Your tasks
A: Answer these questions from the rhinoplasty recovery article, one per line:
(i) From which parts of the body may cartilage be harvested for a rhinoplasty?
(ii) For about how long does the bandage need to stay in?
(iii) What can you spray if your nose feels too itchy or dry?
B: Write the next part of the rhinoplasty recovery article, starting after its final sentence.

Extract
----
A Close Look At The Initial Phases Of Recovery Following Rhinoplasty

Nose jobs and boob jobs are two of the most popular plastic surgeries. And because you see and hear about them so often, they seem a lot less trivial than they are. For example, did you know that as part of a nose job, the bones in your nose might have to be fractured? That’s what changes the shape and size of your nose.

Because recovering from a rhinoplasty sometimes involves healing broken bone, it can be quite gruelling. And many times, it’s not just your nose that needs to heal. Many rhinoplasties harvest cartilage from your ears or ribs, so those parts of your body need to heal as well. You may experience headaches and have some trouble sleeping.

Fortunately, it doesn’t feel nearly as bad as it looks. Many rhinoplasty patients can manage their recovery without pain killers, though they do have other matters to contend with. When you get your nose done, you don’t necessarily have to sleep in a hospital. It can be handled as an outpatient procedure.

Rhinoplasty can be done either under local or general anaesthesia. If the surgery is done using a local anaesthetic, you’ll be awake, but you’ll be numb, so you won’t feel any pain as the surgeon works. Usually, the surgeon makes incisions inside your nose then reshapes or removes bone and cartilage. The surgeon might need to implant some cartilage in your nose.

Rhinoplasty-Guide

After the correct nose shape and size has been achieved, your surgeon will drape your tissues back over your nose and put a splint to hold everything in place while it heals. He or she will seal everything with a bandage that will need to stay in for about a week.

Your nose will remain bruised and swollen for a week or two, so try to avoid blowing it. If your nose feels too itchy or dry, you can spray some saline or ointment. Your doctor will show you how to do it, and you can use the spray several times a day. You may also have swelling in your cheeks and beneath your eyes for a while after surgery.
----
Material shown
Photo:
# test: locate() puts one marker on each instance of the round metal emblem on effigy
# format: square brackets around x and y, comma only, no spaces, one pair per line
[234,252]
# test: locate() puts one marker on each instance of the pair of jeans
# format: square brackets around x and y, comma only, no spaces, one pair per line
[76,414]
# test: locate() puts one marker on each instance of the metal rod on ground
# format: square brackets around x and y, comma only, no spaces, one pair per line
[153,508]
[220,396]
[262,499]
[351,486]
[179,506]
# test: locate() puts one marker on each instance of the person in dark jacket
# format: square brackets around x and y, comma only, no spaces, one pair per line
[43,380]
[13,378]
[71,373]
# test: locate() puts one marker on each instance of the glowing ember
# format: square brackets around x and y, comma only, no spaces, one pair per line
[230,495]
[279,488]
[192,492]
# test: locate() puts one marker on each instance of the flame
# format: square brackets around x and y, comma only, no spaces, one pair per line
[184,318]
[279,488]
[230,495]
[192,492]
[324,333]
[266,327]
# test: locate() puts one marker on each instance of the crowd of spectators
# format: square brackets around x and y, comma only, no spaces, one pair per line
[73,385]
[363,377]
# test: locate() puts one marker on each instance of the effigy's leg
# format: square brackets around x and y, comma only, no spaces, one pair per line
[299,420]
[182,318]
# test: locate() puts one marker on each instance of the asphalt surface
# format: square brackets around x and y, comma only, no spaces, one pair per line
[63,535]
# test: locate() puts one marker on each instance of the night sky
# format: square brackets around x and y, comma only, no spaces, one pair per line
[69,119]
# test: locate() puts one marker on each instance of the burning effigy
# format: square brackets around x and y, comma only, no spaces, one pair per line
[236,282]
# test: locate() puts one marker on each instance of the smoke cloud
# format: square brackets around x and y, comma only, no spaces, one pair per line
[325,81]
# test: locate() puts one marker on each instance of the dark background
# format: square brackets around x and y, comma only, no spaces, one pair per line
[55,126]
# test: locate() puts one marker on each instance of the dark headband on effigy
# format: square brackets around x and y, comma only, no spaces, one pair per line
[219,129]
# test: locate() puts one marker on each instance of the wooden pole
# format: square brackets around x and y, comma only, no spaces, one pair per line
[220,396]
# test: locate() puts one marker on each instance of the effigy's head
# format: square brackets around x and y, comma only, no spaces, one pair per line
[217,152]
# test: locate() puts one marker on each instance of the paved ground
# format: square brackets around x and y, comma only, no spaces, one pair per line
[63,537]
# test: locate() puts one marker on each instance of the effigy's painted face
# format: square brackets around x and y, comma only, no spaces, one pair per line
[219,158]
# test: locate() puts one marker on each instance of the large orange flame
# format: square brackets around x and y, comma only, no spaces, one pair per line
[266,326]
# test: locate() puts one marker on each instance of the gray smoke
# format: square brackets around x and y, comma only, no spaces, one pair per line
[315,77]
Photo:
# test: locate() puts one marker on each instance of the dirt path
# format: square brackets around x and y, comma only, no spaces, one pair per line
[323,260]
----
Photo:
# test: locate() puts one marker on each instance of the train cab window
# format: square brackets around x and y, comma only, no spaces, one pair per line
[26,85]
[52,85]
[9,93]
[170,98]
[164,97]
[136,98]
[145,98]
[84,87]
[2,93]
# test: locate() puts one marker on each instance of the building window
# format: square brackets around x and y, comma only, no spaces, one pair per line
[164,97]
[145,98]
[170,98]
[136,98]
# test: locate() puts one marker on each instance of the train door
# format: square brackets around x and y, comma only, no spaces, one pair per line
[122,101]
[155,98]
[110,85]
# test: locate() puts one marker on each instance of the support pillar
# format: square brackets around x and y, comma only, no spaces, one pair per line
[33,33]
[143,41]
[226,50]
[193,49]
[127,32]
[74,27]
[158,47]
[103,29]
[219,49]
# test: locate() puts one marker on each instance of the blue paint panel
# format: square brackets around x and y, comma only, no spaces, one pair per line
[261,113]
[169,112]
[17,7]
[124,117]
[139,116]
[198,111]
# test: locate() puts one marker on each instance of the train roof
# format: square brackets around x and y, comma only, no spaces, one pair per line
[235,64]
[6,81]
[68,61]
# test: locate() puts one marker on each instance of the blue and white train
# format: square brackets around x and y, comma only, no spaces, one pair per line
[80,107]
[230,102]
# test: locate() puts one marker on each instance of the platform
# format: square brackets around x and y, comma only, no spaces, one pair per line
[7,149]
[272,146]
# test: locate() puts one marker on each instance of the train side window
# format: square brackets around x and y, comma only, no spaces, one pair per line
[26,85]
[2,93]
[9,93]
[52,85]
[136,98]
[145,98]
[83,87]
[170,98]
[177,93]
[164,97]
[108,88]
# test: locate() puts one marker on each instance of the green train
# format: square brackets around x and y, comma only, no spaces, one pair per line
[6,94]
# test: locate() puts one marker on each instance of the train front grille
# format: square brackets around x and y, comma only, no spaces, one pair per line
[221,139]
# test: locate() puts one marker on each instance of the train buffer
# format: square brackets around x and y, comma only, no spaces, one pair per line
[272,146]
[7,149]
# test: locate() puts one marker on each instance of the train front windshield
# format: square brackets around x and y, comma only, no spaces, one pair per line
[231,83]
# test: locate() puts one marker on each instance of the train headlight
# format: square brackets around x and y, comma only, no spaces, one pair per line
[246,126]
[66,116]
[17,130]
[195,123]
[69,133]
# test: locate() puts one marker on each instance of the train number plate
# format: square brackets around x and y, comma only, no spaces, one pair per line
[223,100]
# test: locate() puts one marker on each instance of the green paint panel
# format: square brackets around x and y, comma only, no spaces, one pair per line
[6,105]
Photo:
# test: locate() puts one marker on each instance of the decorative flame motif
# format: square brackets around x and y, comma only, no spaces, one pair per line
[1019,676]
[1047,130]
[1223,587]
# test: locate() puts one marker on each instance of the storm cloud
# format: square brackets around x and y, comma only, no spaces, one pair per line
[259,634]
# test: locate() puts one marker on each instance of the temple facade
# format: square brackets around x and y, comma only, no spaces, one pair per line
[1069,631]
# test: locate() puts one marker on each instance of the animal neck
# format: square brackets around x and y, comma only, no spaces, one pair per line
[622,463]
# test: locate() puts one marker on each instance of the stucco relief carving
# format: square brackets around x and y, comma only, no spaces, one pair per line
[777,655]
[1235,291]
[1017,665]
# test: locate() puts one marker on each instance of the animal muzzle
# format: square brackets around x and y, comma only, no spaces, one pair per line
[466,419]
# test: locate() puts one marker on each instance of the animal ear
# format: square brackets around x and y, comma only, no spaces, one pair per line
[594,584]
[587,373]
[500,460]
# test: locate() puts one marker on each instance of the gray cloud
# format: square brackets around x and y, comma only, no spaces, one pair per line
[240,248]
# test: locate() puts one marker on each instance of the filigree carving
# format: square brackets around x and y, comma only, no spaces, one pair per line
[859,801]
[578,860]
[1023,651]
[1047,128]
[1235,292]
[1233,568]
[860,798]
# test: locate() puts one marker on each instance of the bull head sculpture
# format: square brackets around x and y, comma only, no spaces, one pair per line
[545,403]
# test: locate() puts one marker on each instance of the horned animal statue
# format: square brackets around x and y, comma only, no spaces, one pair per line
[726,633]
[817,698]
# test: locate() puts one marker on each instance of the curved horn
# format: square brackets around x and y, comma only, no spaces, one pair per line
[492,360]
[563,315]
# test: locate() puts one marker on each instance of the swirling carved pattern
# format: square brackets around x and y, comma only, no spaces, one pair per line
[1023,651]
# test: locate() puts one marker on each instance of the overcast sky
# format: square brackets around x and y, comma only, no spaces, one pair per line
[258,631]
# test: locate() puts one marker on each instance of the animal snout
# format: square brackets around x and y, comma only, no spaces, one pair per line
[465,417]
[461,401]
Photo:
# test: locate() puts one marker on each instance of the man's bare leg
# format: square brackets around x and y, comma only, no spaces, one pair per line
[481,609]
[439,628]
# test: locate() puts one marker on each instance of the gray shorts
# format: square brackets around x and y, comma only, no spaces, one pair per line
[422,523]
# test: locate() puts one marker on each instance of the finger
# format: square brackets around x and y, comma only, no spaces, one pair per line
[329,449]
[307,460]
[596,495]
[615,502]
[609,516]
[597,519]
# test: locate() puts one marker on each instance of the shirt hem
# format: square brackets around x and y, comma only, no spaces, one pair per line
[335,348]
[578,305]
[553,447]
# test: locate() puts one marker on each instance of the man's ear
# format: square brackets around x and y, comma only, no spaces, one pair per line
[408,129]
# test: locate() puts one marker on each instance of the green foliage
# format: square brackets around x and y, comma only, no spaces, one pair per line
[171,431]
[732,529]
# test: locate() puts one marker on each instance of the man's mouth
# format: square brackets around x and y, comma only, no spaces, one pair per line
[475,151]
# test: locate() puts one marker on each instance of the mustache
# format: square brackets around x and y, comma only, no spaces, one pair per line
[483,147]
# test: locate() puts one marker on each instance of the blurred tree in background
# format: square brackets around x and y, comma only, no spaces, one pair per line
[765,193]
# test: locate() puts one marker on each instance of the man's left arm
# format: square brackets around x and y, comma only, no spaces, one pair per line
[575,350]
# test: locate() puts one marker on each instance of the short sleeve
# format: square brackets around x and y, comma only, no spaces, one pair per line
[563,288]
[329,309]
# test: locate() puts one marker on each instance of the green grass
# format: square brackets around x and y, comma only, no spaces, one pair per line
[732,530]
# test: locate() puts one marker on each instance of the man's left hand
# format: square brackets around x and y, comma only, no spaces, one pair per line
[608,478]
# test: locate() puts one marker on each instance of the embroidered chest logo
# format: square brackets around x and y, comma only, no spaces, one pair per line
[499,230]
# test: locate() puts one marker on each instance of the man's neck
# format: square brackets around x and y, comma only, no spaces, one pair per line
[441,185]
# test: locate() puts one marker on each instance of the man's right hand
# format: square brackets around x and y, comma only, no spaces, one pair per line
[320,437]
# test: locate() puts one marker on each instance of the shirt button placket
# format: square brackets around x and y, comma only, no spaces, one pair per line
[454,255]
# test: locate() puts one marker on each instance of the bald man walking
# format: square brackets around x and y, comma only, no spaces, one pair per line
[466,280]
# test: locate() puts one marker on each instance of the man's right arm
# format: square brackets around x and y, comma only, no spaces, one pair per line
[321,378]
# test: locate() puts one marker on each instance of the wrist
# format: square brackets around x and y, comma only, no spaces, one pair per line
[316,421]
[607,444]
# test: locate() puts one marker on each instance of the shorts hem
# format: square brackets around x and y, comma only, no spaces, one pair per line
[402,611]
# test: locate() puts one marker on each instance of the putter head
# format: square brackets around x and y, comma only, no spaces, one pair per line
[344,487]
----
Answers to the problems
A:
(i) The ears or ribs.
(ii) About a week.
(iii) Saline or ointment.

B:
In addition to the splint and bandaging, your nose will be packed with internasal surgical material. This bandaging has two purposes. It prevents bleeding, and it retains the shape of your new nose so that it heals properly. While your healing nose will not necessarily be painful, it will certainly feel unusual and can be fairly uncomfortable.

Your bandaged nose may make it hard to breathe, and some patients find it hard to hear as well, because of the nasal stuffing. If you wear glasses, you probably won’t have them on until the bandages come off, so you should probably lay off any activities that require your glasses.

You’ll also have to breathe through your mouth, which means you can’t smell anything, and your mouth and throat can end up getting sore and dry. You can ease this discomfort using humidifiers, especially when you’re sleeping.

It can also be helpful to eat soft foods for the first week. Your nose job doesn’t stop you from chewing, but since you’re breathing through your mouth, having softer foods that you can eat quickly will ease your levels of discomfort.

Within three to five days, the nasal packing and the splint can be removed. Your surgeon will take out all the stuffing, then he or she will suction the inside of your nose to get rid of any unwanted material that may still be in there. It’s a bit uncomfortable, but your nose and ears will enjoy the relief of no longer being plugged up.

Although the bruising, bandaging and stuffing will be gone, your face will still look heavily bruised for another week or two. Your doctor will prescribe antibiotics, and pain medicine immediately after surgery, though you may find that you can manage without the pain killers. Be sure to finish the antibiotics, since they will prevent infection.

Your doctor might also issue some steroids to reduce the swelling and bruising, but expect to have a rainbow-coloured face for a few weeks after surgery. Your medication may affect your appetite and your moods, so be ready for that too. In some people, steroids cause nausea. Take things easy and give yourself the space and time you need to fully heal.

If you’d like a less medicated way to manage your pain and swelling, you can apply cold compresses to your nose. Avoid moving your head too much during the day, and when you sleep, keep your head raised with a few extra pillows.

Although nose jobs seem common place, they are complex surgical procedures and there could be complications. There might be heavy bleeding after surgery, or you might have a bad reaction to anaesthesia. While you heal, the inside of your nose might swell, which can complicate your breathing. You might develop an infection from the surgery.

During the surgery, your septum might get injured or pierced. Your septum is the skin and muscle that separates your nostrils from each other. Another way your skin might be affected is necrosis, meaning the bandages and tape irritated your skin and damaged it.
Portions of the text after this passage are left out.